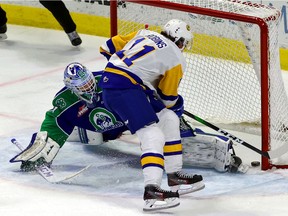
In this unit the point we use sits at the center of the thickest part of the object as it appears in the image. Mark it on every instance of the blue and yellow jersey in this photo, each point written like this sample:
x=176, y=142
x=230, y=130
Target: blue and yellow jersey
x=144, y=59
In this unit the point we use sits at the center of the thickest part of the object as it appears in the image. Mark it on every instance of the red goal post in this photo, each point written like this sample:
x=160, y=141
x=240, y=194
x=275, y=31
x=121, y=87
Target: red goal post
x=240, y=40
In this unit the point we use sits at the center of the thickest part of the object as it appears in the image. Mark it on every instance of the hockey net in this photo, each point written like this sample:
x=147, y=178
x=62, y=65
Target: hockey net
x=233, y=74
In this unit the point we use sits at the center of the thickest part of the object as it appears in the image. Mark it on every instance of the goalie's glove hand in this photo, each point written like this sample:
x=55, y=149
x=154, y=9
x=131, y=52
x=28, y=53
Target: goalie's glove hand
x=40, y=146
x=30, y=166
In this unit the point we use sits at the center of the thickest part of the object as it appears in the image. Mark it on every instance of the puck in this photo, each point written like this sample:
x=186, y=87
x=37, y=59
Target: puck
x=255, y=163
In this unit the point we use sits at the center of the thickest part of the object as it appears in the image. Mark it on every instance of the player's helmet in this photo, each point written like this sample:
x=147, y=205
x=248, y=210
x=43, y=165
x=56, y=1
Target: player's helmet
x=179, y=32
x=80, y=81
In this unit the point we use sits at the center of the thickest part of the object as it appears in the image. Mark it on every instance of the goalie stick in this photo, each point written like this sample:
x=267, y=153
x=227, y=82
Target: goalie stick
x=269, y=154
x=47, y=173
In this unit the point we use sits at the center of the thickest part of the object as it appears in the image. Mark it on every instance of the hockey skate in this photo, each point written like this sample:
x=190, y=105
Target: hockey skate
x=156, y=198
x=3, y=30
x=74, y=38
x=185, y=183
x=30, y=166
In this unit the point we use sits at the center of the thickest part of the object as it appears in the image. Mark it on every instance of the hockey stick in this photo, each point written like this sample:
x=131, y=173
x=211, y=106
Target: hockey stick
x=46, y=172
x=269, y=154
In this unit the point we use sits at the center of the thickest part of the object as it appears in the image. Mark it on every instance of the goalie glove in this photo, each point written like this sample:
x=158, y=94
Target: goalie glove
x=41, y=146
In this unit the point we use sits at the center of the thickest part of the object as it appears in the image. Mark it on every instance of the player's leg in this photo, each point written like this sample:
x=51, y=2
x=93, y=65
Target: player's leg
x=177, y=179
x=3, y=26
x=62, y=15
x=137, y=113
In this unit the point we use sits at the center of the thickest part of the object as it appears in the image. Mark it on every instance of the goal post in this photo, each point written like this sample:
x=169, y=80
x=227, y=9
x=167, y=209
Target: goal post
x=233, y=74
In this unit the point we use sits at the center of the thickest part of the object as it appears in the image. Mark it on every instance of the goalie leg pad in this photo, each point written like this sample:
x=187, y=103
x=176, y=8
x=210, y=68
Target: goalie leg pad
x=41, y=146
x=207, y=151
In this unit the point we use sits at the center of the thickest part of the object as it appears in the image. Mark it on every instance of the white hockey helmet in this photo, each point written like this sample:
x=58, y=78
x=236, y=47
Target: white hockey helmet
x=180, y=33
x=80, y=81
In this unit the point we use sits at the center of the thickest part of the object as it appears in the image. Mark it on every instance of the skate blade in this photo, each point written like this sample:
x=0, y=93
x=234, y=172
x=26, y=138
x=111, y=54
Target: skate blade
x=154, y=205
x=185, y=189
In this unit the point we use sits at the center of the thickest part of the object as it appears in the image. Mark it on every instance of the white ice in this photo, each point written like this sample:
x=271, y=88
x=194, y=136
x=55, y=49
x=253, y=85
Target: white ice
x=32, y=63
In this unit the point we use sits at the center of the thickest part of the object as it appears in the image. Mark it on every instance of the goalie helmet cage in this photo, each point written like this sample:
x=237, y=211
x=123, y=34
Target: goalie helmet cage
x=233, y=74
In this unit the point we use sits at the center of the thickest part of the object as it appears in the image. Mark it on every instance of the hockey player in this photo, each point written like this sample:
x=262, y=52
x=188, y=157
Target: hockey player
x=80, y=104
x=63, y=17
x=141, y=65
x=61, y=14
x=3, y=26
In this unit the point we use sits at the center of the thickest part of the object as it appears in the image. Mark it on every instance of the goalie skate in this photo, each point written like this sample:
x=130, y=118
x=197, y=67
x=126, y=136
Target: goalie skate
x=185, y=183
x=156, y=198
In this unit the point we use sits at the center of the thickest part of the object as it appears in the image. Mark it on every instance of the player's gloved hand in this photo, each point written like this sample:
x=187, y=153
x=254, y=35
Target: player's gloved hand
x=41, y=146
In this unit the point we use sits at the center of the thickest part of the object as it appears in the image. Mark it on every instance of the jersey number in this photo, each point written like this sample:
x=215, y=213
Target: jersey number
x=129, y=60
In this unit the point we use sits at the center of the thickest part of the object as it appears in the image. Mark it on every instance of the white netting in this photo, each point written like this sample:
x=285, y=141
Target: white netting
x=222, y=81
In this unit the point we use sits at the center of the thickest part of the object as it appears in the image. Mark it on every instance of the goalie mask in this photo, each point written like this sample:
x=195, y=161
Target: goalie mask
x=180, y=33
x=80, y=81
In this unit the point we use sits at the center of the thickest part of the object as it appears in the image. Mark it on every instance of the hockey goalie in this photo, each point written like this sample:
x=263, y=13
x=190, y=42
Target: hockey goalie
x=74, y=108
x=200, y=149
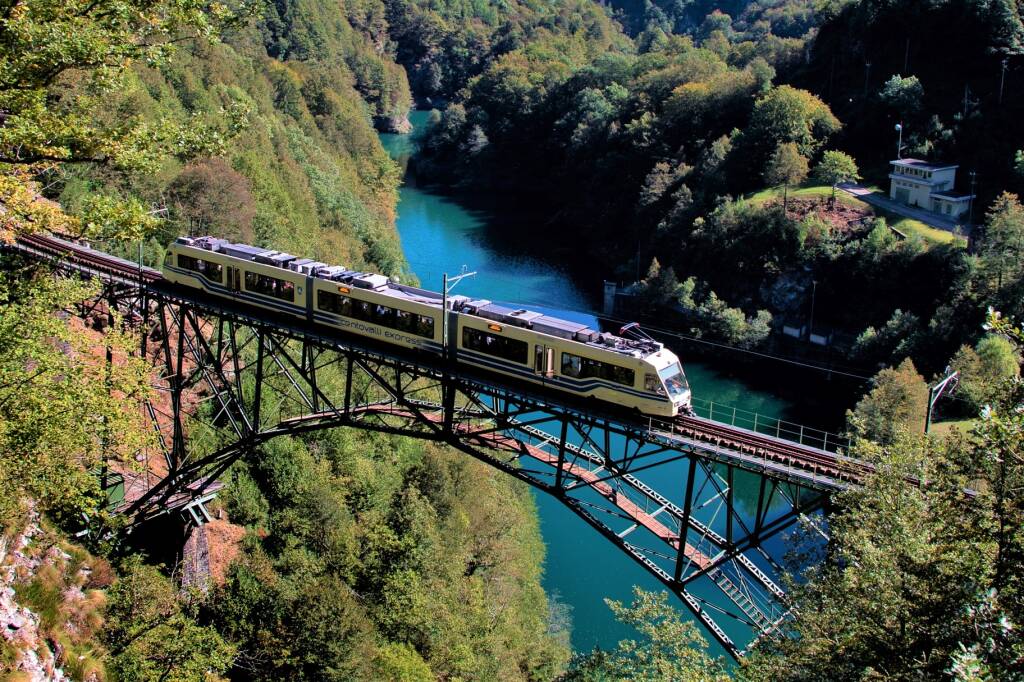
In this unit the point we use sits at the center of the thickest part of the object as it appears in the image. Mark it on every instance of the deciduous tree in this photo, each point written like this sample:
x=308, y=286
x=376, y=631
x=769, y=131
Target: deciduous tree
x=897, y=401
x=836, y=167
x=785, y=168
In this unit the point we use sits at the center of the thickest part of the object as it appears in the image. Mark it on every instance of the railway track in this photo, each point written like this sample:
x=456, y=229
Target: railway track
x=776, y=451
x=791, y=455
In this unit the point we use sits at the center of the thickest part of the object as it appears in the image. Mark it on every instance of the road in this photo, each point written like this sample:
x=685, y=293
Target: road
x=878, y=199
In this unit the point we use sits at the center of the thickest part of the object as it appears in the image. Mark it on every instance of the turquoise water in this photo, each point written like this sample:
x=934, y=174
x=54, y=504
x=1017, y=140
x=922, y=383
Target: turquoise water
x=439, y=235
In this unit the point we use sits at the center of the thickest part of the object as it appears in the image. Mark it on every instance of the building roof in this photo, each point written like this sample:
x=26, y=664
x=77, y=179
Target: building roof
x=953, y=196
x=923, y=165
x=913, y=179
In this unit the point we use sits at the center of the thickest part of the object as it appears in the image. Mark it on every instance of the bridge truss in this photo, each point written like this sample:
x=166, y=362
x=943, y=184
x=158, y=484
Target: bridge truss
x=260, y=376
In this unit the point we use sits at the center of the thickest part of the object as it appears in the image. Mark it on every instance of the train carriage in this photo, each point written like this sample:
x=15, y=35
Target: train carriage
x=573, y=359
x=637, y=374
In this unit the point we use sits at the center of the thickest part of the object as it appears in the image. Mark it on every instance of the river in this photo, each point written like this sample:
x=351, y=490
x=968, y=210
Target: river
x=440, y=235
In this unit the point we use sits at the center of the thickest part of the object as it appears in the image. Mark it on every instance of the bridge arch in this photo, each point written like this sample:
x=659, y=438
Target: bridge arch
x=693, y=538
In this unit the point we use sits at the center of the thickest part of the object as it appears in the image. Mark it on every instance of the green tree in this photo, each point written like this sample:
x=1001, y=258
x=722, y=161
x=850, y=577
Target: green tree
x=153, y=634
x=62, y=409
x=903, y=95
x=788, y=115
x=896, y=402
x=670, y=647
x=1001, y=244
x=786, y=167
x=985, y=370
x=836, y=167
x=210, y=197
x=58, y=60
x=907, y=588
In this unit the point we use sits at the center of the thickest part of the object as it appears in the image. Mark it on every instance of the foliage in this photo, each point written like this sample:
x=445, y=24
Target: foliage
x=786, y=167
x=670, y=648
x=919, y=582
x=897, y=401
x=836, y=167
x=62, y=410
x=984, y=371
x=903, y=95
x=711, y=316
x=1001, y=245
x=153, y=635
x=210, y=196
x=382, y=557
x=58, y=61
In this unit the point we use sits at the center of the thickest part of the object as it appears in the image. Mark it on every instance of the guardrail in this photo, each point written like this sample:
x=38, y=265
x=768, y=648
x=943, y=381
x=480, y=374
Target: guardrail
x=771, y=426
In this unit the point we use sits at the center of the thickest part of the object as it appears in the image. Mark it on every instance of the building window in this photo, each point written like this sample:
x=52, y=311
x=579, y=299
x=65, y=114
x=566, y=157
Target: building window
x=261, y=284
x=212, y=271
x=585, y=368
x=493, y=344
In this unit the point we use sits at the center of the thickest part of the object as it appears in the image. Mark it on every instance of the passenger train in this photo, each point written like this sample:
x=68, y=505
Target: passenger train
x=634, y=373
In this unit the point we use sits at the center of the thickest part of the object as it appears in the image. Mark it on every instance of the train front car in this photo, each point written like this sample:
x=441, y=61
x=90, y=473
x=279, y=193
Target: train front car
x=636, y=374
x=672, y=382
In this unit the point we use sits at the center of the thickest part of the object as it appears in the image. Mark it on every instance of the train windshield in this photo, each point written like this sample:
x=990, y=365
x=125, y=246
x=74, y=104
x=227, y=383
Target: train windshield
x=675, y=380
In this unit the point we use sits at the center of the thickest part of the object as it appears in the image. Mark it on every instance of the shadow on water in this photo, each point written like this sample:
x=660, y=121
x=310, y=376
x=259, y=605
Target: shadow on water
x=441, y=232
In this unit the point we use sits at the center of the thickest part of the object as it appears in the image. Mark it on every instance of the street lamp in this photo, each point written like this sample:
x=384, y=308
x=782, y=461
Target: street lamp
x=814, y=291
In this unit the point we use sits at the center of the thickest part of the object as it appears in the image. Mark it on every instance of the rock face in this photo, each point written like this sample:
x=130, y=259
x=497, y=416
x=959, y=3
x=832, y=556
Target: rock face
x=19, y=626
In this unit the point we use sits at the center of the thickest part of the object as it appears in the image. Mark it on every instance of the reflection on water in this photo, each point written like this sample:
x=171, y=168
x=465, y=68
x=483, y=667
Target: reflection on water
x=439, y=235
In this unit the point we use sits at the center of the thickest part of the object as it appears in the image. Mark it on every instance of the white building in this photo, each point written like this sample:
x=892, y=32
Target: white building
x=929, y=186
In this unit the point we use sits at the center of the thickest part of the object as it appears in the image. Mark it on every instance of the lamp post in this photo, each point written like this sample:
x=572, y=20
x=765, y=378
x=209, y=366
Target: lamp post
x=814, y=291
x=945, y=385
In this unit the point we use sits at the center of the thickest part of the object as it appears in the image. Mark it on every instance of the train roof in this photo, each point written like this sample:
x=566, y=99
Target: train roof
x=484, y=308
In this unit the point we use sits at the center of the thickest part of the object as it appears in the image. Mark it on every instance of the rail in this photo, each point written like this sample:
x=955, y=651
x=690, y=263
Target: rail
x=771, y=426
x=748, y=437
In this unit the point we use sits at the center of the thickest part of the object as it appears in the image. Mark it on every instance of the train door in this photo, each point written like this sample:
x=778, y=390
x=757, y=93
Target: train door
x=544, y=360
x=235, y=279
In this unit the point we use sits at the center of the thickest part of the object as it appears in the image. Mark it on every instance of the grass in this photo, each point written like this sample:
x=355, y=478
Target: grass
x=931, y=236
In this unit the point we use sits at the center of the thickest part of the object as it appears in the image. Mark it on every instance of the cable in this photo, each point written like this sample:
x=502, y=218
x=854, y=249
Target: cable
x=665, y=332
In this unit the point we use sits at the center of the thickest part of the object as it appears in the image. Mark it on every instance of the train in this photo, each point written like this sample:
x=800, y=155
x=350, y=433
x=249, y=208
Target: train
x=632, y=372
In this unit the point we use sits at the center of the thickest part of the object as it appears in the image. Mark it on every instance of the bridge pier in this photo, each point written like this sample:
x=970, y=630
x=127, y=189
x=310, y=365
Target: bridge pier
x=592, y=459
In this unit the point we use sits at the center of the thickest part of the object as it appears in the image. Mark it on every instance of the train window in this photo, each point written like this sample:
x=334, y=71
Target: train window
x=496, y=345
x=267, y=286
x=341, y=305
x=377, y=313
x=425, y=326
x=212, y=271
x=585, y=368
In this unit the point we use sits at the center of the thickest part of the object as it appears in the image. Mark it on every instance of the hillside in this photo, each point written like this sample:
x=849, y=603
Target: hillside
x=355, y=556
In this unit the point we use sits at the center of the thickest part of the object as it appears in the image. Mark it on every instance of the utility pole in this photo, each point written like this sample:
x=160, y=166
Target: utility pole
x=936, y=391
x=1003, y=77
x=970, y=204
x=445, y=289
x=814, y=291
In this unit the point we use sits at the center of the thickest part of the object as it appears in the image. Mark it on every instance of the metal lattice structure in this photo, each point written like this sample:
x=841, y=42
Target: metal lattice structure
x=258, y=376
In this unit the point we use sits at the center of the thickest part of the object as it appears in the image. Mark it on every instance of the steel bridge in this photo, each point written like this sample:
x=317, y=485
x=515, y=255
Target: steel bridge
x=258, y=376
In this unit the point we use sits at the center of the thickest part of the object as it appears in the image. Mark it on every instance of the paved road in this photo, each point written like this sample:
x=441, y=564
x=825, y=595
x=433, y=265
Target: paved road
x=882, y=201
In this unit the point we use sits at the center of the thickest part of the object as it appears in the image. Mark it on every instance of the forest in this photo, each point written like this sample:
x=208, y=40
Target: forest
x=690, y=150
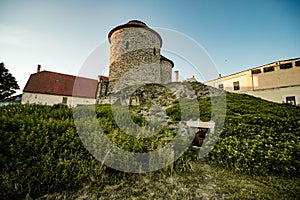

::::

## Problem requirements
Rewrite the records between the line holding "the hockey goalie" and the line holding "Target: hockey goalie", inclusive, swapping "goalie" for "goaltender" and leaving everything else unchanged. Give only those lines.

## Answer in full
In this unit the point we use sits at the center of the thickest part of the object as it appears in the image. Mark it on every instance of the hockey goaltender in this photo, each point written like this sample:
x=263, y=13
x=190, y=42
Target: hockey goaltender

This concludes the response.